[START OF Source records]
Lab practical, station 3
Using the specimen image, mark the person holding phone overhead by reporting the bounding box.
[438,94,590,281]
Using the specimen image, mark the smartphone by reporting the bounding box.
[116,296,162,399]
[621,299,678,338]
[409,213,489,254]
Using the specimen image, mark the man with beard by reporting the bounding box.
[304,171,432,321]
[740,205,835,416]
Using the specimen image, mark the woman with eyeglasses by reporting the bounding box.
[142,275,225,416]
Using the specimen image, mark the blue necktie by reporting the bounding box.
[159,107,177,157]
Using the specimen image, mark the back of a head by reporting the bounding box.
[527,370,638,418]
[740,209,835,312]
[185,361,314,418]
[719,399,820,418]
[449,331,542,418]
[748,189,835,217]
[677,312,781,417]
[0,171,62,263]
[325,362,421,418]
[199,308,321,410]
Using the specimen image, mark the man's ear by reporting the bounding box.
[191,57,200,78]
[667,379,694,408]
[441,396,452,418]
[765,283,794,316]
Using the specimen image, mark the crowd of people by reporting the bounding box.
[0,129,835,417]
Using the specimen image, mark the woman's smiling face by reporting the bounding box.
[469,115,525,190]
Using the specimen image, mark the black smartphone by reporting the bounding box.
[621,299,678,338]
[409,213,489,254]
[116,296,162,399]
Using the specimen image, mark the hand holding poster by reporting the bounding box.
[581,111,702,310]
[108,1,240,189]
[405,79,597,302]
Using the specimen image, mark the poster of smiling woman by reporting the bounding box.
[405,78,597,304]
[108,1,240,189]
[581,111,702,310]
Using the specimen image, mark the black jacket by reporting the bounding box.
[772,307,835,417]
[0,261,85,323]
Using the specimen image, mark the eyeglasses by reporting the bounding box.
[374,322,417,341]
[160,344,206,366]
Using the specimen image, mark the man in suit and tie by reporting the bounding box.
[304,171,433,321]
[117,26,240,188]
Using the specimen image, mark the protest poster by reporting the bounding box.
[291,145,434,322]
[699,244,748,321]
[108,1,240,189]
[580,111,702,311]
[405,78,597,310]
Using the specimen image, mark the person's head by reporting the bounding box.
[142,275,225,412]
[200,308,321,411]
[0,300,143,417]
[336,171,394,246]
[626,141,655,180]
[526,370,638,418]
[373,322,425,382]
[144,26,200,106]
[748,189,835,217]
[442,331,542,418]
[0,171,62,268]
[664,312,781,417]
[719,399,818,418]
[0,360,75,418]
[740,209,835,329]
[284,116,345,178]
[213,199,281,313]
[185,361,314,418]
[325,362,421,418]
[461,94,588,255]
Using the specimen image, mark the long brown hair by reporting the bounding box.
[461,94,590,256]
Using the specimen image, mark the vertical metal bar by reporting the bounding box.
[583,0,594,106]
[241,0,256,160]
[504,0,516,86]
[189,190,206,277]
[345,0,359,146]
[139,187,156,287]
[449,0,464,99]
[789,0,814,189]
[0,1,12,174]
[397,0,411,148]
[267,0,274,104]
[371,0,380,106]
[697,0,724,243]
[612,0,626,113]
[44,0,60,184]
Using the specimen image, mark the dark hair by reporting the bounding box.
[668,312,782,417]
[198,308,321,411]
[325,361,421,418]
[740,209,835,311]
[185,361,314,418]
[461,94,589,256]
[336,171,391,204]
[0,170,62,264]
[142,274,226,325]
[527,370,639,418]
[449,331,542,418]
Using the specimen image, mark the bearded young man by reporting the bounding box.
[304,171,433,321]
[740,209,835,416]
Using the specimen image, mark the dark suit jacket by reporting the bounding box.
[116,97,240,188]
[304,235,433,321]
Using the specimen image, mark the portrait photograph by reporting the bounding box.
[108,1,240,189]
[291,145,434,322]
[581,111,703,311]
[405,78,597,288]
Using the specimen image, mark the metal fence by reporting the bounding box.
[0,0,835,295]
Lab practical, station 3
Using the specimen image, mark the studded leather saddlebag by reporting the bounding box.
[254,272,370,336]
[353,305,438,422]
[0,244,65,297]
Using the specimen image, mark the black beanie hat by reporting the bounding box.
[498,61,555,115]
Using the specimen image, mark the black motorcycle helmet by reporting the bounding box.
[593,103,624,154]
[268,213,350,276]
[END OF Source records]
[START OF Source records]
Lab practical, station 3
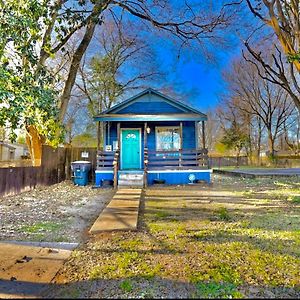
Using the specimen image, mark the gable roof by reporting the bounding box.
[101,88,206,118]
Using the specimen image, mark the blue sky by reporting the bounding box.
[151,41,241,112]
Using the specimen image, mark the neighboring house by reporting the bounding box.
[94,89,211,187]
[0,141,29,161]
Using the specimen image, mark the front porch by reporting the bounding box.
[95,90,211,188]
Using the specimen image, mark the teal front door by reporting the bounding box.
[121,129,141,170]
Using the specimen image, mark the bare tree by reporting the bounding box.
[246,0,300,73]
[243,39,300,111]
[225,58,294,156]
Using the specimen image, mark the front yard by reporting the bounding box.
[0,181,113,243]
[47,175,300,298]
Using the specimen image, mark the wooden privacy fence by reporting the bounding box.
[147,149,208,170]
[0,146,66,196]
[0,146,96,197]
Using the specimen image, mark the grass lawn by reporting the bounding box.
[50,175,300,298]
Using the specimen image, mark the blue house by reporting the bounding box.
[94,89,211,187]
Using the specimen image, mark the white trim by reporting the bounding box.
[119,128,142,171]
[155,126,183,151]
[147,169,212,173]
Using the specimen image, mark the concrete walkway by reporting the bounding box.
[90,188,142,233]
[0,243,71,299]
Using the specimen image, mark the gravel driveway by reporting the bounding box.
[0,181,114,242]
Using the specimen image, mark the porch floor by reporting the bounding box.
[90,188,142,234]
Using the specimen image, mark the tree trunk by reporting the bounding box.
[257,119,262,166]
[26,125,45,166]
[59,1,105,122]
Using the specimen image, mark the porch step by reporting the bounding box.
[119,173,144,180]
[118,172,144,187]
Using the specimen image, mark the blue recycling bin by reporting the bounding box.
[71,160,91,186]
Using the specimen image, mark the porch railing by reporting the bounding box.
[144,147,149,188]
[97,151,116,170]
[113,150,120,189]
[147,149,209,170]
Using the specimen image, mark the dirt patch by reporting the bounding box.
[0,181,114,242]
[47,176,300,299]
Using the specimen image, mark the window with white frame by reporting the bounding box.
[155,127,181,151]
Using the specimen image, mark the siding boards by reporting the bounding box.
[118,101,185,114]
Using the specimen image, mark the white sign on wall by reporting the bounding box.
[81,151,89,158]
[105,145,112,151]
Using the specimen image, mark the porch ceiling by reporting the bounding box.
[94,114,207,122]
[END OF Source records]
● **Given problem**:
Copy out the lines word for word, starting with the line that contains "Using the specimen image, mark the dark suit" and stopping after the line that contains "[268,213,350,276]".

● **Result of the exercise**:
Using the specimen image, mark the dark suit jacket by reporting the bounding box.
[116,97,240,188]
[304,235,433,321]
Using the specimen image, mark the portrait photograph by reporting the bounding box.
[108,1,240,189]
[291,145,434,322]
[581,111,703,311]
[405,78,597,288]
Using the specimen image, mark the metal fence by reporting the bounding box.
[0,0,835,295]
Lab practical, station 3
Using the specimen image, mark the studded leather saddlebag by reporting the bounding box.
[254,272,370,336]
[353,305,438,422]
[0,244,65,297]
Using the specimen image, mark the black beanie hat by reporting the bounding box.
[498,61,555,115]
Using the specimen image, mark the black motorcycle helmet by reporting the bounding box.
[593,103,624,154]
[268,213,350,276]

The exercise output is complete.